■ Work to complete
Each line of the records below that contains "query" needs to be copied.

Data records
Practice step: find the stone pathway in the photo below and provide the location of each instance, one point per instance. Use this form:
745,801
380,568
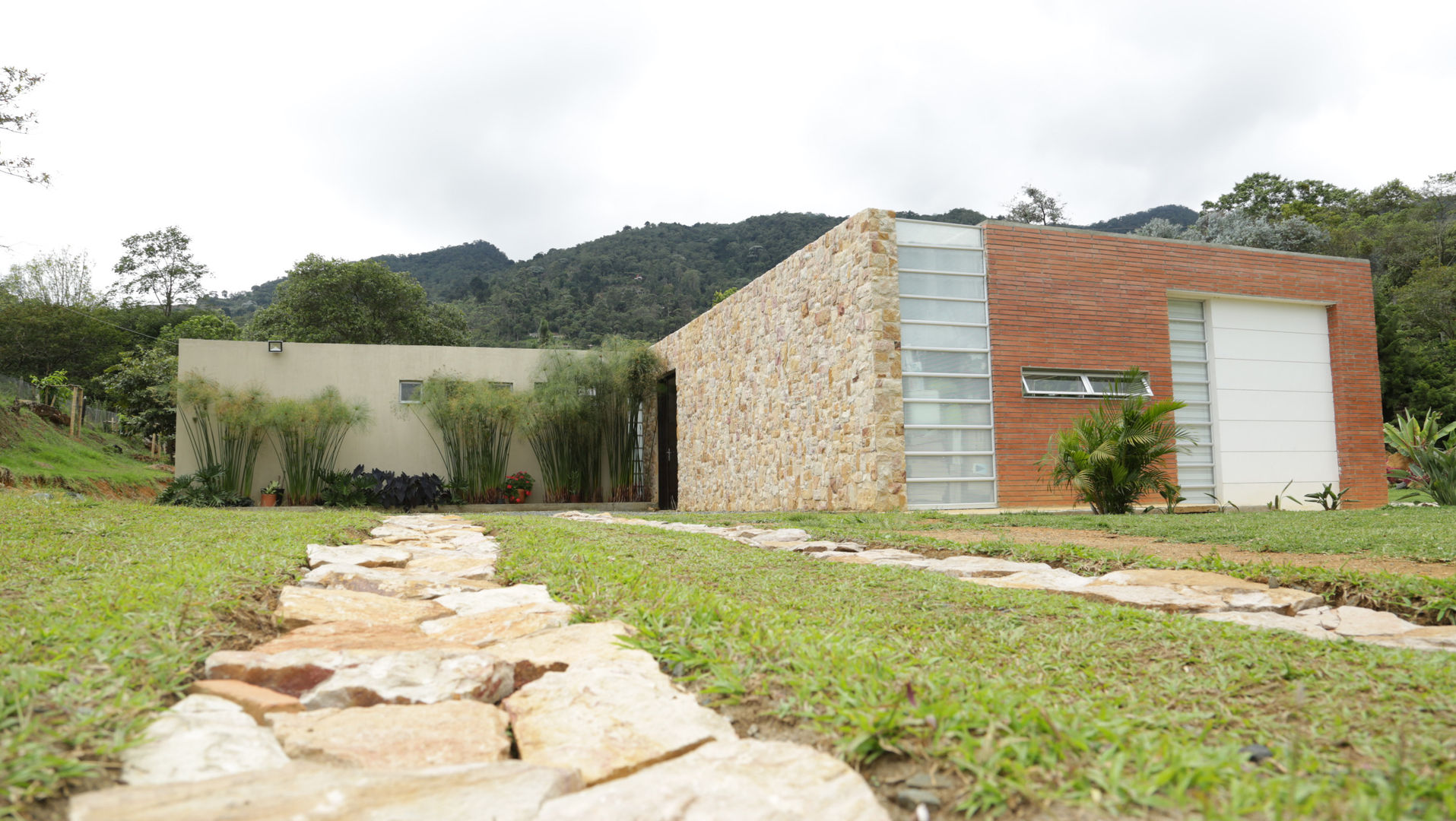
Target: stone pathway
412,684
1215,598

...

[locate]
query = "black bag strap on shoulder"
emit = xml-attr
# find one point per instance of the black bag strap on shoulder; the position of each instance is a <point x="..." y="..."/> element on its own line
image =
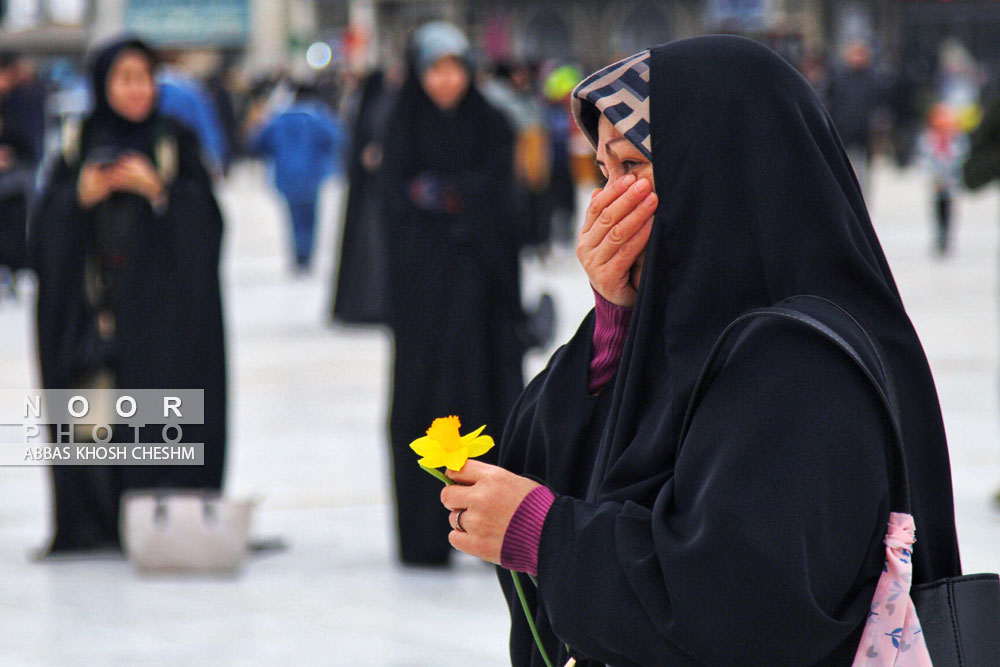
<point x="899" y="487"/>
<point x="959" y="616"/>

==

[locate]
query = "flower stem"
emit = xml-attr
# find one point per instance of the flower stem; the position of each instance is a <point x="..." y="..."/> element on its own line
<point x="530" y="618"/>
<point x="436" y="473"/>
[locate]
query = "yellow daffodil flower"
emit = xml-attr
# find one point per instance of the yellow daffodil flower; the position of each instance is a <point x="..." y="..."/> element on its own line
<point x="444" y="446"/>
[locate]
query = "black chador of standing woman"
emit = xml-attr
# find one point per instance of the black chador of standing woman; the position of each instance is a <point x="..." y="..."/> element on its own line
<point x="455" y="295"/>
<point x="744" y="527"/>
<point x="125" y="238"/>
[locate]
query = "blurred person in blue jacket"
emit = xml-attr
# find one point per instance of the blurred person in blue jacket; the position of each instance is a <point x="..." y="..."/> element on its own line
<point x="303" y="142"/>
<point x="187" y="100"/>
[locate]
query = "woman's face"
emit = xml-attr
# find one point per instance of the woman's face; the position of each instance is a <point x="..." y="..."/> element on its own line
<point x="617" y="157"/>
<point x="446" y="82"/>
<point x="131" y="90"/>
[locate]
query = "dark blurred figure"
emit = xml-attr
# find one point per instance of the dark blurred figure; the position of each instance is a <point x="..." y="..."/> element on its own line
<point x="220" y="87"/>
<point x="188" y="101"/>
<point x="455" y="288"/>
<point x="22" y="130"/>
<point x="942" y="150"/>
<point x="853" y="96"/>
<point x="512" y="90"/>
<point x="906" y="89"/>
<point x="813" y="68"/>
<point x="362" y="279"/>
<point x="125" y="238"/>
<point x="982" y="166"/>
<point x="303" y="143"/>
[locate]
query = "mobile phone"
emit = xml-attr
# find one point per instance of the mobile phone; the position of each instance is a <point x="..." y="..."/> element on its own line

■ Finished exercise
query = "black bag strap on shoulder"
query = "flower stem"
query = "yellow daffodil flower"
query = "black chador of standing woman"
query = "blurred person in blue jacket"
query = "woman's face"
query = "dark blurred figure"
query = "mobile phone"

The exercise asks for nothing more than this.